• [To-do list]:
- A) According to the blog post about new reviews, where did the poem "The Morning" appear?
- B) Summarize the blog post about new reviews in two sentences.
- C) Carry on the blog post about new reviews from the point where it stops.

• [Supplied text]:
I have three reviews out in Pop Matters:
- Joanna Luloff’s The Beach at Galle Road: Stories from Sri Lanka
- Aman Sethi’s A Free Man—this one messed with my head a little, or a lot, and thus the review is an incoherent mess; it just seems difficult to rate a book about poverty, written by an educated journalist from a different class, as “good” or “bad” or profound or moving or well-done or whatever, without implicating oneself in the consumption of these narratives.
- Sibylle Lewitscharoff’s Apostoloff—this is the first book I’ve read by Lewitscharoff and she has such a great style, strengthened by the bleakly funny, whip-smart voice of the protagonist, and this book has about a billion frustrating and revelatory Eurocentric anxieties and neuroses to wade through, or drown in.
Also, I have a poem out in Aesthetix issue #5, “The Morning”.
*
Is it in bad taste to link to one’s own reviews and then rant about someone else’s review? Probably; all the more reason to do it.
I was reading the review of Sheila Heti’s latest in the LRB and I was (am) so perplexed:
Much has been made of the fact that How Should a Person Be? passes the Bechdel Test (two named female characters must talk to each other about something other than a man, invented by the graphic novelist Alison Bechdel), but its woman-centredness also hints at feminism’s dirty secret: that feminists might be feminists because they are supremely interested in themselves, even if that interest is in the shape of self-doubt.

• [Collected data]:

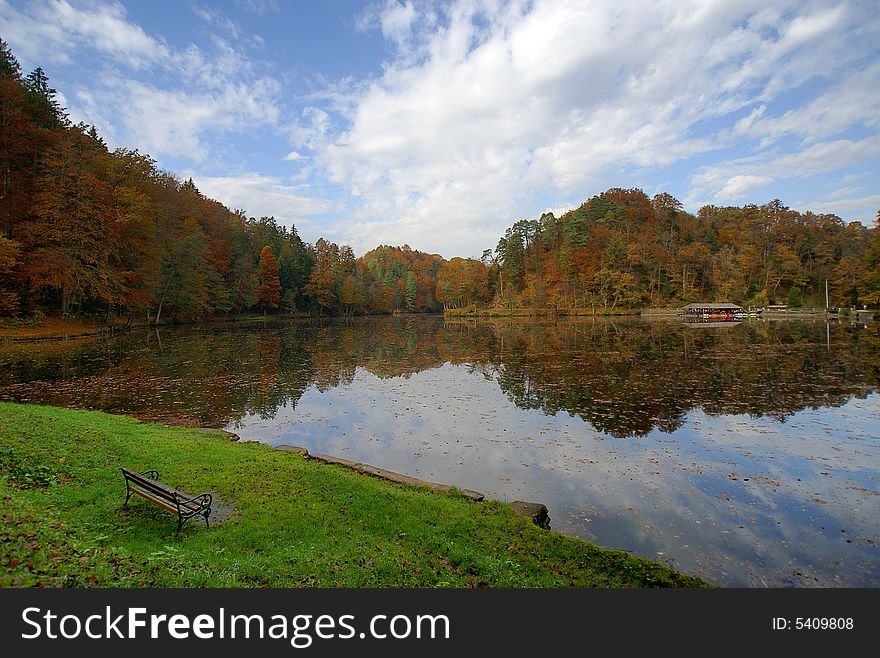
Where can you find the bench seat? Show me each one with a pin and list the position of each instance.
(146, 484)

• [Answers to each task]:
- A) It appeared in Aesthetix issue #5.

- B) The writer announces three reviews in Pop Matters, covering books by Joanna Luloff, Aman Sethi, and Sibylle Lewitscharoff, along with a poem, "The Morning," in Aesthetix issue #5. The writer then voices perplexity at an LRB review of Sheila Heti's latest book, which claims that the novel's woman-centredness hints that feminists might be feminists because they are supremely interested in themselves.

- C)
“that feminists might be feminists because they are supremely interested in themselves” – this is such a coy argument. Is the reviewer objecting to or applauding the narcissism of Sheila Heti’s character? Does the reviewer think that feminism—FEMINISM IN ITS ENTIRETY—only exists because feminists are supremely interested in themselves? Does being “supremely interested” in oneself preclude the desire/ability to be “supremely interested” in other things? Is this form of supreme self-interest only to be found in feminism and/or woman-centred narratives, although the reviewer seems to think these are interchangeable / mean the same thing? Is this state of supreme interest in oneself a problem or not a problem, reactionary or revolutionary? Why is Sheila Heti, or the Sheila Heti of the book, a stand-in for feminism? Whose feminism?
“Woman-centredness” = “feminism” = feminists “supremely interested” in themselves (“even if that interest is in the shape of self-doubt”).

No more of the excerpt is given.